[Request]: Return each line of the records below that contains the word "roof". Case counts.

[Dataset extract]:
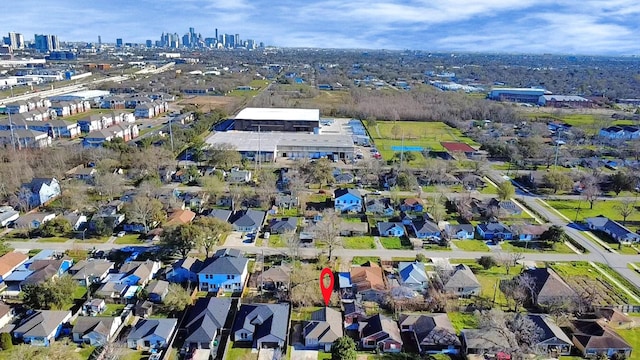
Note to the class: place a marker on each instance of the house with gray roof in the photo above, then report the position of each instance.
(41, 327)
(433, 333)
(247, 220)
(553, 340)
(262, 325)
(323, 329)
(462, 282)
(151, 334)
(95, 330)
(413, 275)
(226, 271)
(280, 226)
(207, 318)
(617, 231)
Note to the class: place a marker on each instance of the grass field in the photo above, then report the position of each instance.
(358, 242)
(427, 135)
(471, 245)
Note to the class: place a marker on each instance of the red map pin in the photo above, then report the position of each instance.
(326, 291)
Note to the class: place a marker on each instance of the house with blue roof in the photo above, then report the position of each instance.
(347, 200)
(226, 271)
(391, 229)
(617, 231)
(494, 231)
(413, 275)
--
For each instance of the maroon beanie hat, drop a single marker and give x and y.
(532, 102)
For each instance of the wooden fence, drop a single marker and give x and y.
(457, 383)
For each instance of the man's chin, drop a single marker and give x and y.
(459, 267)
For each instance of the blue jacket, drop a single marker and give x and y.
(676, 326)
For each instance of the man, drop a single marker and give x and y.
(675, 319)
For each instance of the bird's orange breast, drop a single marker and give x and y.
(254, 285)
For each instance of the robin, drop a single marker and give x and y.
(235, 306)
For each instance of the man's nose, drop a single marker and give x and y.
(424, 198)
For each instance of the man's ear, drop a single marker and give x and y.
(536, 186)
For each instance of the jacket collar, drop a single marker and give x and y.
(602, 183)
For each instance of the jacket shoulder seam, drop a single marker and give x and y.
---
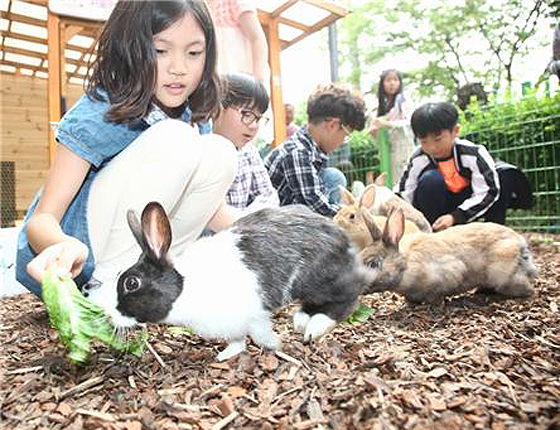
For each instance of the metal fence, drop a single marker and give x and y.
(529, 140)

[Worked solution]:
Note to the class: place a marker on each instance of the house with gray roof in the photo above, then report the position of each instance.
Note to the class: place a marker on each instance of the house with blue roof in the photo above, then report the position of each instance.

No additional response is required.